PROBLEMS AND TASKS.
a. Answer these questions using the article about the St. Paul VI theater program:
(i) Which musical are the theater students producing live onstage?
(ii) What was the title of the fall play?
(iii) Which organization held the virtual conference that included presentations from ticket companies?
b. Continue the article about the St. Paul VI high school theater program from the point where it stops.

DOCUMENT EXTRACT.
==================================================
Although prolonged COVID-19 lockdowns have left dust gathering on the world-renowned Broadway stages, the arts haven’t shut down for good. Theater students at St. Paul VI Catholic High School in Chantilly have taken advantage of in-person classes to produce their upcoming musical, "Godspell," live onstage.

Producing a show has not been void of challenges. The fall play "Deck the Stage" gave students and the school’s theater director, Kathy d’Alelio, experiences in streaming shows online.

"I had never considered virtual shows, ever," said d’Alelio. "However, I wanted the theater kids to have as normal a year as possible."

Outside organizations helped make St. Paul VI’s shows possible. A virtual conference by the Educational Theatre Association with presentations from ticket companies gave d’Alelio the information she needed on how to stream a show to an at-home audience.

Her motivation and desire to keep the stage lights shining was matched by the student actors and technicians in the theater program.
==================================================
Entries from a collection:

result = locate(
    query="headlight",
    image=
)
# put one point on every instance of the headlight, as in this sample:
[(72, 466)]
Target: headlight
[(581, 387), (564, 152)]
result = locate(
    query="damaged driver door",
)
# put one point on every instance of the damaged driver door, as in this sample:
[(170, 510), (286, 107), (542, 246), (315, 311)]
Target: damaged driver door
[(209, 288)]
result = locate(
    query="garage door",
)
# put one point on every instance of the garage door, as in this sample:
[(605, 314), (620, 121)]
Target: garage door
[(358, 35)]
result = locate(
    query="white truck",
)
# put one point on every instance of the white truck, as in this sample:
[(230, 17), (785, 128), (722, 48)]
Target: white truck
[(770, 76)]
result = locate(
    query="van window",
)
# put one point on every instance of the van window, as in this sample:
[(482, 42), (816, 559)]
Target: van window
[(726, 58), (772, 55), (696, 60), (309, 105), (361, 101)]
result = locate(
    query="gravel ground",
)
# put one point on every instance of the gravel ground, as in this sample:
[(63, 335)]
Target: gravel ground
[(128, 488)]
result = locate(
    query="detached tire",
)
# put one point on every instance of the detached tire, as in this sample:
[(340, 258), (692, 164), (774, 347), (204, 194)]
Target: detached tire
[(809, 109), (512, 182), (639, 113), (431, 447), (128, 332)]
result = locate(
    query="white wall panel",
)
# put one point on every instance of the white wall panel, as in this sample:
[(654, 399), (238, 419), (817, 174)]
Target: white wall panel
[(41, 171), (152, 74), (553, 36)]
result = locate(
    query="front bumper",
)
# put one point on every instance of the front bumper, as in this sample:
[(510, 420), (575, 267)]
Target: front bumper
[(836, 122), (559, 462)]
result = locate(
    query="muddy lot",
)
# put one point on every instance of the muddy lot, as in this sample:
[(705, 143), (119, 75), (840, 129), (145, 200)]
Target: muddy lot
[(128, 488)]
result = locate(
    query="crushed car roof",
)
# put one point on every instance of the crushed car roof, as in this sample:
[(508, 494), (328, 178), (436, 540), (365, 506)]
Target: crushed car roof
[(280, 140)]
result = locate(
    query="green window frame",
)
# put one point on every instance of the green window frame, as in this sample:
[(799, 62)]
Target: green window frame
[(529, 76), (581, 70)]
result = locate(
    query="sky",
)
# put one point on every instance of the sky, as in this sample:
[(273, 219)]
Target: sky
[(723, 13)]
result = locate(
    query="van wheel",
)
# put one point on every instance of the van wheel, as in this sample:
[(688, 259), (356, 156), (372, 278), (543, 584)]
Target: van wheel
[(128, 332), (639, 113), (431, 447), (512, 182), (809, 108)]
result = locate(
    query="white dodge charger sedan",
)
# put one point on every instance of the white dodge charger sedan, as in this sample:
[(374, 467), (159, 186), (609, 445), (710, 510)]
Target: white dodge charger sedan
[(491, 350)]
==================================================
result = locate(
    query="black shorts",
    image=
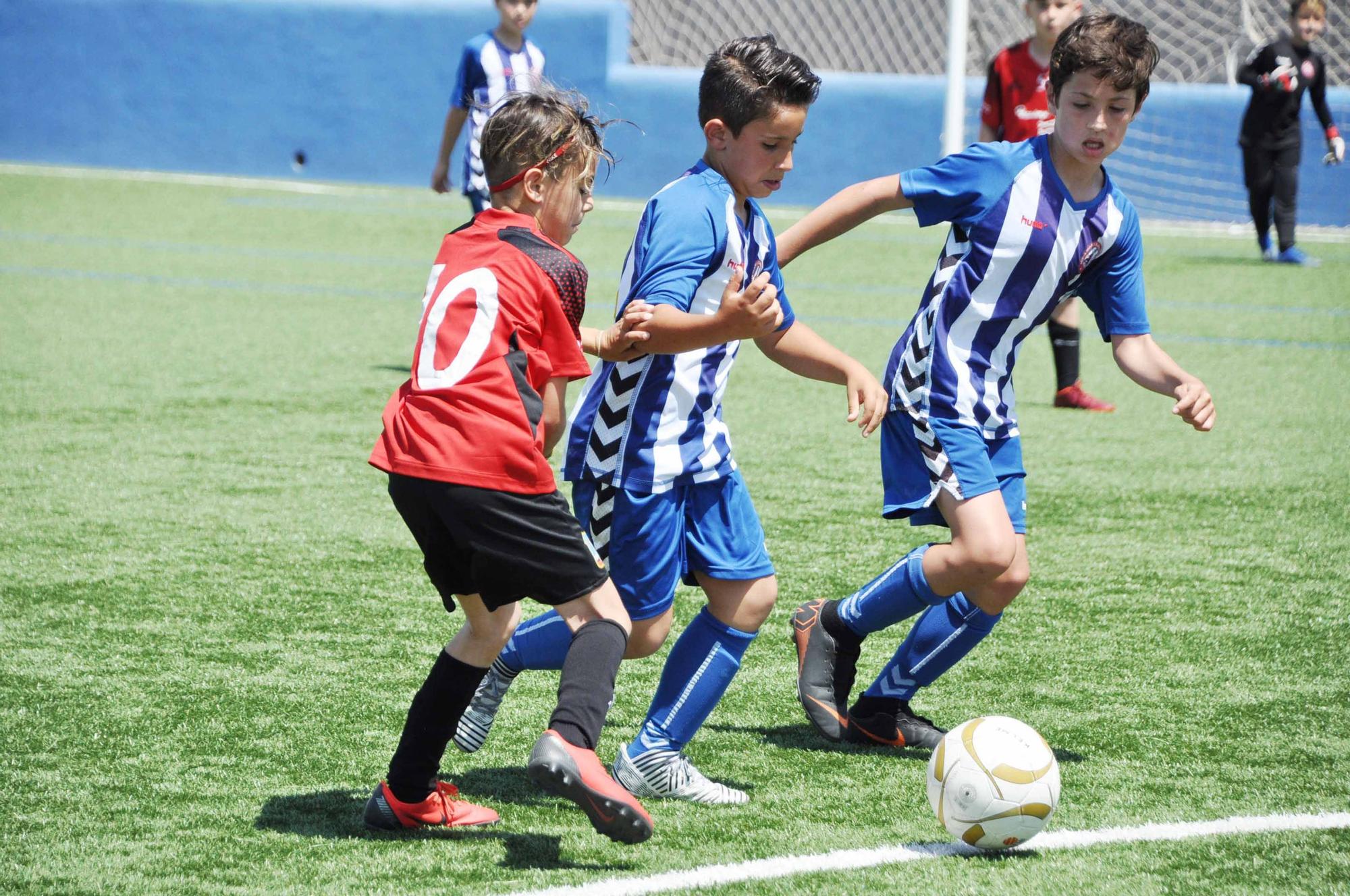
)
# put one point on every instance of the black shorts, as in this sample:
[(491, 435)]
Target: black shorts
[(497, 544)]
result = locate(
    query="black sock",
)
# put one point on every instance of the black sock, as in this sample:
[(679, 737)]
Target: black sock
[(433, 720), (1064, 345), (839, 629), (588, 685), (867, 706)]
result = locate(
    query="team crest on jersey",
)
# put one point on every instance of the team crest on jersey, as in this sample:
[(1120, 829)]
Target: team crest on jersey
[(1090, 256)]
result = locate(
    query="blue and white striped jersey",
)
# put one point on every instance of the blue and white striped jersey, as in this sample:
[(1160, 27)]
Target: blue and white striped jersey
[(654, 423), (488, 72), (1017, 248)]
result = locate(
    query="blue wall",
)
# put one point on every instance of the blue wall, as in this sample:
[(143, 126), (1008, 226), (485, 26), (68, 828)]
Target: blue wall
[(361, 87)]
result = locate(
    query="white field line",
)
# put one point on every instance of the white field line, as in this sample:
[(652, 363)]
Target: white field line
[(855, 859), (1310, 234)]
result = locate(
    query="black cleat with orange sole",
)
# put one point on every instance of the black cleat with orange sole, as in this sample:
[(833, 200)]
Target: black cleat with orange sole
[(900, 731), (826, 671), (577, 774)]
==================================================
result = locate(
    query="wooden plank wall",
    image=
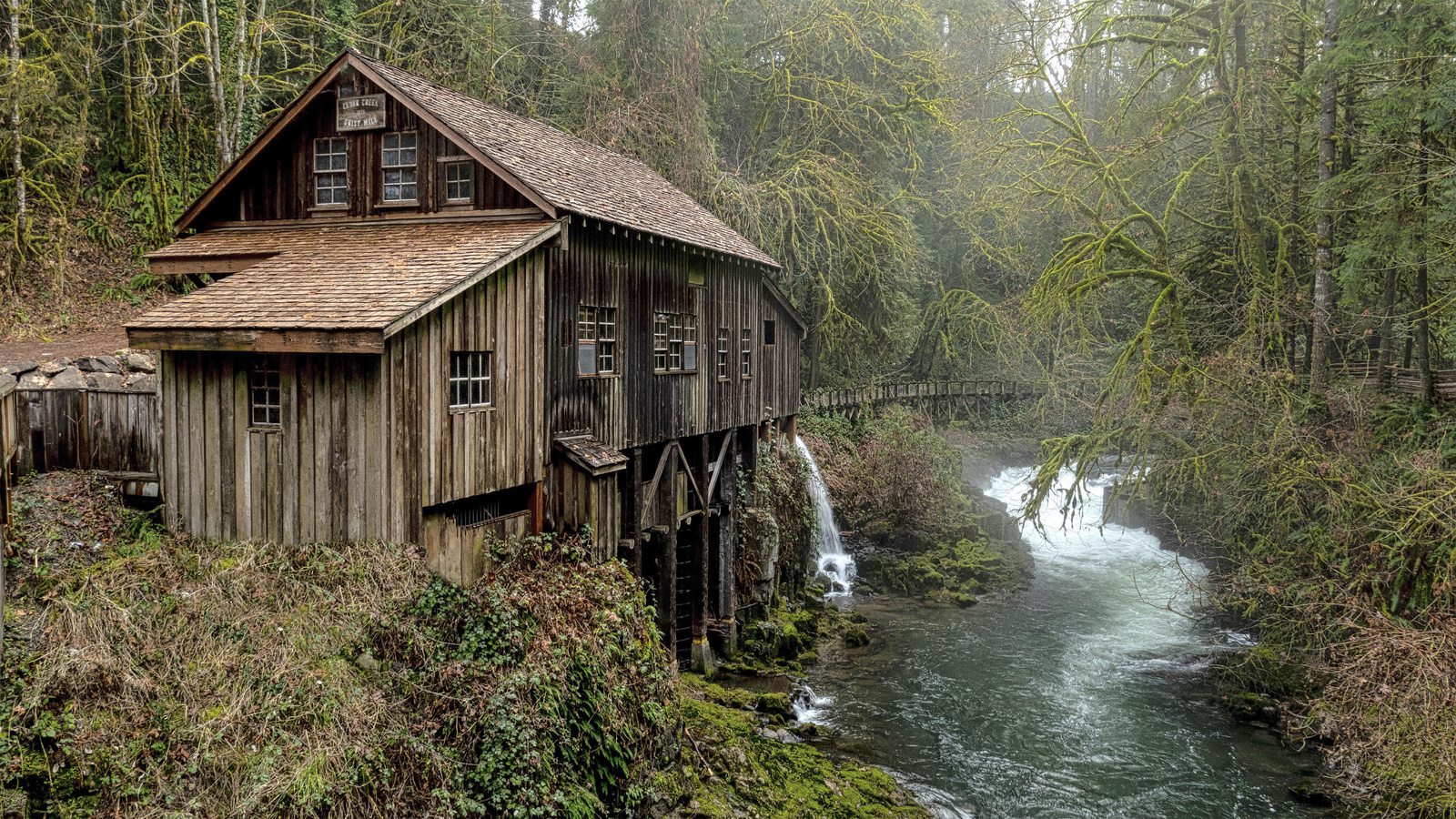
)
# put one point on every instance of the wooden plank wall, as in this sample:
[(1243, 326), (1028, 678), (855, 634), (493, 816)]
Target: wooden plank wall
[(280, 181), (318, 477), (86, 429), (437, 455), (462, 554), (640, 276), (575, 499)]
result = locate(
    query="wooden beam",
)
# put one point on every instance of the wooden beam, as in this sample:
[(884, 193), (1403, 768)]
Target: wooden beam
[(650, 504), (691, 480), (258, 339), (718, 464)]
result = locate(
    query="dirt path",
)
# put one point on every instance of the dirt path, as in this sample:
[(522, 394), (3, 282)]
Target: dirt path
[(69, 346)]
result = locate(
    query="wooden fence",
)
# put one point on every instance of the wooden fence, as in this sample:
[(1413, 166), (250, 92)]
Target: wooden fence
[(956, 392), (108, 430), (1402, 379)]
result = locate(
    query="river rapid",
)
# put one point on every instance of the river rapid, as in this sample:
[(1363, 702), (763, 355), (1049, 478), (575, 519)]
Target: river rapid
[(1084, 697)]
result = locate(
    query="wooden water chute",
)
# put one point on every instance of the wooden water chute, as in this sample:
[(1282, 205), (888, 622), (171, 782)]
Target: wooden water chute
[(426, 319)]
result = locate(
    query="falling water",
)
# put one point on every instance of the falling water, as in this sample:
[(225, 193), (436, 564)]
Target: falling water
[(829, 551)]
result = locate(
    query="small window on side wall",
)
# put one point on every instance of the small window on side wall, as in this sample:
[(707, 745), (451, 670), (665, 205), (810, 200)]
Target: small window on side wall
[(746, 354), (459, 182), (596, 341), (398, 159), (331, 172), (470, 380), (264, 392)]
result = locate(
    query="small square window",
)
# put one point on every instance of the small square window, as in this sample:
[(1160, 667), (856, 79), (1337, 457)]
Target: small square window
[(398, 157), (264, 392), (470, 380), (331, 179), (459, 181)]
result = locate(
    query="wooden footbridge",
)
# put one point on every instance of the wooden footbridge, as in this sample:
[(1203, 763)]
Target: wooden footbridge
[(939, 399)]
==================================================
ACTIVITY ANSWERS.
a.
(i) "Godspell"
(ii) "Deck the Stage"
(iii) The Educational Theatre Association

b.
"Everyone was really good at respecting the COVID protocols to keep us safe," said Sabrina Smith, stage manager. "We have tackled each new obstacle as it has come, and this problem-solving thinking will help us after graduation too."

"The fact that we are overcoming the challenges posed by COVID is a testament to the dedication and desire of our students to keep doing the best work they can in the classroom and on our stage," d’Alelio said.

As a result, the sense of community and family in the school’s theater has only grown over this year. During "Deck the Stage," filming and technical problems often became a tedious matter; however, peers of those performing their scene filled up the audience, still social distancing, to provide live reactions, laughter and applause.

For "Godspell," there will be one exciting change: The show will allow a limited in-person audience. Senior Karina Morey, who plays one of Jesus’ apostles, says that the show has a "contagious energy to it," stemming from its ensemble-based musical numbers and energetic choreography. "I am so grateful that we have been able to have in-person rehearsals and that we will have a live audience soon, especially given how unpredictable this year has been."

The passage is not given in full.